**GIVEN DATA:**
* BEGIN *

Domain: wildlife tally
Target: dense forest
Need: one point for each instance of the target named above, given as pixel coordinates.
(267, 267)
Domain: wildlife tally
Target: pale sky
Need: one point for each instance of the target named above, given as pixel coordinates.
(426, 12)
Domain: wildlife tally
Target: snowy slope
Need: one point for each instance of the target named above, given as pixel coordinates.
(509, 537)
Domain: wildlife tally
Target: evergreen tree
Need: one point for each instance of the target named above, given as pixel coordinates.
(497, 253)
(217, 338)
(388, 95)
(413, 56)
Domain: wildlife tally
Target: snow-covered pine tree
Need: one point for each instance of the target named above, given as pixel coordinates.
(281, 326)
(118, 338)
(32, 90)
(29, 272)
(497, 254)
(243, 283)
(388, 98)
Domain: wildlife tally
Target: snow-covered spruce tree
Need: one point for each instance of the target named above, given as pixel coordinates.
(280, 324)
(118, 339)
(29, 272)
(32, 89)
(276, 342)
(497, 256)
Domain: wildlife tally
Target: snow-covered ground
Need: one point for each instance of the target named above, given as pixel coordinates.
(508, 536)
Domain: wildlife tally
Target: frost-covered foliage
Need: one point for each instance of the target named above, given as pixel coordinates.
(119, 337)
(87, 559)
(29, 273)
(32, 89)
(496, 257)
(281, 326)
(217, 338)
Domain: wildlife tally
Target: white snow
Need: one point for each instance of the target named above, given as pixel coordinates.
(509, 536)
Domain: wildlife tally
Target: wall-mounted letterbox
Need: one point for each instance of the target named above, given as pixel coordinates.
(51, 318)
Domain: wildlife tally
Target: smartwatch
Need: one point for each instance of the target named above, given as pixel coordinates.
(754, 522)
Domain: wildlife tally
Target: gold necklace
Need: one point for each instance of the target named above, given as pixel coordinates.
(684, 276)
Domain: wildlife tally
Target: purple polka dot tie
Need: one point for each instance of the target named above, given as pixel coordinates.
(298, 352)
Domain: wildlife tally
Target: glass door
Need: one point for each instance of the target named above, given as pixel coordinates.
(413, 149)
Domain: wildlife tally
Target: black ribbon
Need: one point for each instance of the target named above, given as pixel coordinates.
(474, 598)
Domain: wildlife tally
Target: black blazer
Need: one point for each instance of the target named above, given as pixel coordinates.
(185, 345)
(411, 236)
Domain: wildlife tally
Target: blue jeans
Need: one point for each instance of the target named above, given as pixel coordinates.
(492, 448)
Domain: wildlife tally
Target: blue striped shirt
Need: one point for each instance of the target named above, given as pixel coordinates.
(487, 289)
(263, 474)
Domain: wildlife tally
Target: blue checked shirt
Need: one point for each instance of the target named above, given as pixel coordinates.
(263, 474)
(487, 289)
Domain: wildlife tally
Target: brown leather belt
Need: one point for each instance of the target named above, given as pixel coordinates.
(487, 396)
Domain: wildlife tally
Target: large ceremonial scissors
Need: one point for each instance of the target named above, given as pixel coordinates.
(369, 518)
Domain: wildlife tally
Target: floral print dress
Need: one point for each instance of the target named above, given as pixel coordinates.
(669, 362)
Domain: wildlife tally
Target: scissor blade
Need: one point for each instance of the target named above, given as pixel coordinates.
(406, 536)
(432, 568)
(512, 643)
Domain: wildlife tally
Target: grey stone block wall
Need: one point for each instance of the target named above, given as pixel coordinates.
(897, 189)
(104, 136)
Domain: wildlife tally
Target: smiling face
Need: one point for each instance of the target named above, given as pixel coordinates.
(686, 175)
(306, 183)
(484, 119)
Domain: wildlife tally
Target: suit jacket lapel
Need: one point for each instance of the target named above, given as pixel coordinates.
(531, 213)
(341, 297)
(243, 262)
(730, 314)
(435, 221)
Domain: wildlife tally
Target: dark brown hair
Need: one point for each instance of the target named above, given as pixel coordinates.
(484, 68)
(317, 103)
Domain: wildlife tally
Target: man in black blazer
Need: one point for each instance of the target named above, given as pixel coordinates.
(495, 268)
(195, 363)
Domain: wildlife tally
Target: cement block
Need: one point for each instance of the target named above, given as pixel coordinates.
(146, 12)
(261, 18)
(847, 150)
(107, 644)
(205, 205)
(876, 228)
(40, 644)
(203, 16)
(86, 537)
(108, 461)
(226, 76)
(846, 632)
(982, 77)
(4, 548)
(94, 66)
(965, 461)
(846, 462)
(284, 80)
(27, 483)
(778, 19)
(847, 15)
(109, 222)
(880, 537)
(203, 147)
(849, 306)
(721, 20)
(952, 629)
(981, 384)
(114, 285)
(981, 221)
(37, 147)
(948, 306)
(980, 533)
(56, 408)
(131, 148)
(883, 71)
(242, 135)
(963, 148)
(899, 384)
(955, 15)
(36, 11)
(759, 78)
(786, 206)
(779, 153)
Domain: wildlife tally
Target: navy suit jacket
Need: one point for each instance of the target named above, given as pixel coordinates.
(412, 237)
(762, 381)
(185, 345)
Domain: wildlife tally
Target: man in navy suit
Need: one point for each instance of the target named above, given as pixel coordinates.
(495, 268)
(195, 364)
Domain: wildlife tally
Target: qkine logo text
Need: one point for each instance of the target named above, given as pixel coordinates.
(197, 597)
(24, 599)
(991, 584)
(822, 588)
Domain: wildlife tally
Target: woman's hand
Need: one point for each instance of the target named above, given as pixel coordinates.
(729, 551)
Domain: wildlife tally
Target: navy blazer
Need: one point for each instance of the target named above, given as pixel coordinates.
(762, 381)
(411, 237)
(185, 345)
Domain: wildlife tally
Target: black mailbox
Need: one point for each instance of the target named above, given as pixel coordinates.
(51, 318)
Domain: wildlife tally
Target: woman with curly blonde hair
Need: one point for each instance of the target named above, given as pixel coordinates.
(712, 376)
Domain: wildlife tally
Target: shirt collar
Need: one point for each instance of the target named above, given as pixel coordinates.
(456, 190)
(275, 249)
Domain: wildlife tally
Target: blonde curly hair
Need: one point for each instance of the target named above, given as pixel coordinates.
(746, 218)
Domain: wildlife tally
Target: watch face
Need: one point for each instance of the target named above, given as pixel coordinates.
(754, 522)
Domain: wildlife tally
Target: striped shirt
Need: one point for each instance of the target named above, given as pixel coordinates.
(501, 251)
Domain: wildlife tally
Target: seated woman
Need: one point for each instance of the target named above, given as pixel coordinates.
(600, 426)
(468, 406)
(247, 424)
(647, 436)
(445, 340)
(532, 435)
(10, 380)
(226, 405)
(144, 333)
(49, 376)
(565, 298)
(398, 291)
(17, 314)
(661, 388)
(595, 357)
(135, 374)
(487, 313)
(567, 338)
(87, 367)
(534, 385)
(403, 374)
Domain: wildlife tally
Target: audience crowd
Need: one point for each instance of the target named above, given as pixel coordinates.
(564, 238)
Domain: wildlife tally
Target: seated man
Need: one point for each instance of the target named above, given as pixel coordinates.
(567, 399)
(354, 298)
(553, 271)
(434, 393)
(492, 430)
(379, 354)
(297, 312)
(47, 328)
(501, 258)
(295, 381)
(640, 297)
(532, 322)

* END *

**EXERCISE DETAILS:**
Please repeat the material above, word for word and in full.

**OUTPUT FOR THIS TASK:**
Domain: wildlife tally
Target: dense forest
Need: one point for each instance of the target named above, given as pixel coordinates.
(267, 267)
Domain: wildlife tally
Target: pale sky
Need: one point for each instance of the target named above, given as pixel coordinates.
(426, 12)
Domain: wildlife tally
Target: snowy slope
Need: one point for each instance of the target named above, given as pixel coordinates.
(509, 537)
Domain: wildlife tally
Target: evergreen tree
Need: one point for each instance of the target named above, given as pixel coordinates.
(497, 253)
(217, 338)
(388, 95)
(413, 56)
Domain: wildlife tally
Target: snow-covered pine tree
Need: one point for each instance of the target named above, given as pixel coordinates.
(281, 326)
(118, 338)
(32, 90)
(29, 272)
(497, 254)
(243, 283)
(388, 98)
Domain: wildlife tally
Target: snow-covered spruce tree
Need: one point for each instance of the target named above, given as pixel coordinates.
(280, 324)
(118, 339)
(29, 272)
(32, 89)
(276, 342)
(497, 256)
Domain: wildlife tally
Target: snow-covered ground
Need: one point for each instance of the target named above, given as pixel coordinates.
(508, 536)
Domain: wildlife tally
Target: frost-covered foliage
Need: one point for each instance of the target named above, given as pixel coordinates.
(119, 337)
(87, 559)
(29, 273)
(32, 89)
(496, 257)
(281, 326)
(217, 338)
Domain: wildlife tally
Target: white snow
Need: one point for each instance of the target named above, given as pixel coordinates.
(509, 536)
Domain: wildlife tally
Target: wall-mounted letterbox
Need: one point for each instance of the target named above, given as pixel coordinates.
(51, 318)
Domain: wildlife tally
Target: smartwatch
Need: one point for each instance of the target named above, given as pixel coordinates.
(754, 522)
Domain: wildlife tally
Target: gold necklace
Need: one point for each instance of the target named above, given as pixel coordinates.
(684, 276)
Domain: wildlife tally
Target: purple polka dot tie
Need: one point for each instance of the target named above, given as pixel coordinates.
(298, 352)
Domain: wildlife tally
Target: glass door
Need: one point for each instance of the target named above, given as pixel coordinates.
(413, 149)
Domain: wildlife tally
Target: black ribbon
Need: one point for each instance of the target named above, given as pixel coordinates.
(474, 598)
Domain: wildlife tally
Target: black blazer
Need: one point for each instance of the target named above, given as pixel coordinates.
(185, 345)
(411, 236)
Domain: wildlife tally
Target: blue jeans
Need: one point for each instance of the target named above, given as pixel coordinates.
(492, 448)
Domain: wildlife tally
Target: blue striped shirt
Need: one point for each instance of the target named above, given as pixel coordinates.
(487, 289)
(263, 474)
Domain: wildlife tally
Target: blue checked shirt
Need: one point for each instance of the target named above, given as pixel coordinates.
(263, 474)
(487, 289)
Domain: wildlife tally
Target: brown leather belt
Need: one point for each instance of the target named above, given as pixel coordinates.
(487, 396)
Domain: wildlife tally
Target: large ceremonial scissors
Need: one point for each instance of the target named above, given as pixel coordinates.
(369, 518)
Domain: wildlife tally
Target: floral print dress
Need: one point for each instance of the target named above, given as pixel coordinates.
(669, 362)
Domain: wildlife tally
Target: scissor blade
Need: one point for each instance of the target named above, given as pixel coordinates.
(406, 536)
(432, 568)
(512, 643)
Domain: wildlife tally
Target: grey stone block wall
Need: one point for each instance of the target named above, given as pixel coordinates.
(897, 189)
(104, 136)
Domain: wildlife tally
Target: smiling face
Need: one point for each instance of the target named above, given as pixel coordinates.
(686, 175)
(306, 183)
(484, 119)
Domain: wildlife tally
Target: suit jacket lapel
Need: one point for each instance of the target named above, given as pixel coordinates.
(531, 213)
(341, 297)
(243, 262)
(730, 314)
(435, 221)
Domain: wildlife tally
Target: dark brown hair
Need: one point for each instance of the target named above, given as pixel coordinates.
(484, 68)
(317, 103)
Domain: wildlife tally
Target: man in black blazer
Need: one point for each instance of the target named above, given as pixel coordinates.
(495, 268)
(195, 363)
Domain: wildlife tally
Target: cement block
Need: one point for each instance of the target named above, given as pixel coordinates.
(146, 12)
(261, 18)
(847, 150)
(107, 644)
(205, 205)
(876, 228)
(40, 644)
(203, 16)
(86, 537)
(108, 461)
(226, 76)
(846, 632)
(982, 77)
(4, 548)
(94, 66)
(965, 461)
(846, 462)
(284, 80)
(27, 483)
(778, 19)
(847, 15)
(109, 222)
(880, 537)
(203, 147)
(849, 306)
(721, 20)
(952, 629)
(981, 384)
(114, 285)
(981, 221)
(37, 147)
(948, 306)
(980, 533)
(56, 408)
(131, 148)
(883, 71)
(242, 135)
(963, 148)
(899, 384)
(955, 15)
(36, 11)
(759, 78)
(786, 206)
(779, 153)
Domain: wildlife tally
Target: navy suit jacket
Need: one point for each instance of the target named above, given as pixel coordinates.
(412, 237)
(762, 381)
(185, 345)
Domain: wildlife tally
Target: man in navy suit
Need: one point for each instance of the target named above, given as pixel coordinates.
(495, 268)
(195, 364)
Domain: wildlife tally
Target: qkine logo text
Need: one point for each instance of the target named above, given as pixel coordinates.
(197, 597)
(24, 599)
(991, 584)
(822, 588)
Domain: wildlife tally
Target: woman's hand
Need: one point for each instance of the target named above, given as pixel coordinates.
(729, 551)
Domain: wildlife tally
Target: navy blazer
Need: one point for each instance of the target named above, given as pixel coordinates.
(762, 381)
(411, 237)
(185, 345)
Domain: wildlife tally
Target: black mailbox
Need: one point for each instance of the target named above, given as pixel coordinates.
(51, 318)
Domain: wildlife tally
Target: woman with curly blonde hair
Need: one point for each instance of the target named above, given as pixel coordinates.
(712, 376)
Domain: wildlife tally
Target: shirt collar
Need: one point for each instance of the target named above, given as pixel coordinates.
(456, 190)
(275, 249)
Domain: wildlife tally
Target: blonde curly hair
Need: one point for each instance of the target named above, given as pixel coordinates.
(746, 218)
Domain: wildlife tally
Target: watch face
Need: one point for each instance of the target named above, given as pixel coordinates.
(754, 522)
Domain: wildlife tally
Target: striped shirt
Need: one point for each instance of the target named above, given as pixel coordinates.
(501, 251)
Domain: wildlife tally
Target: seated woman
Need: one point for each instance of the target named above, given as pixel coordinates.
(600, 426)
(468, 406)
(247, 424)
(647, 436)
(445, 340)
(532, 435)
(10, 380)
(226, 405)
(144, 333)
(49, 376)
(565, 298)
(398, 291)
(17, 314)
(661, 388)
(595, 357)
(135, 374)
(487, 313)
(567, 338)
(87, 367)
(534, 385)
(403, 374)
Domain: wildlife tally
Target: audience crowd
Need: one point for each instance of the target named above, given as pixel coordinates.
(564, 238)
Domain: wildlife tally
Target: seated man
Need: one point for each instance of the target named above, given as pixel coordinates.
(567, 399)
(354, 298)
(553, 271)
(434, 393)
(492, 430)
(379, 354)
(297, 312)
(47, 328)
(501, 258)
(295, 381)
(640, 297)
(532, 322)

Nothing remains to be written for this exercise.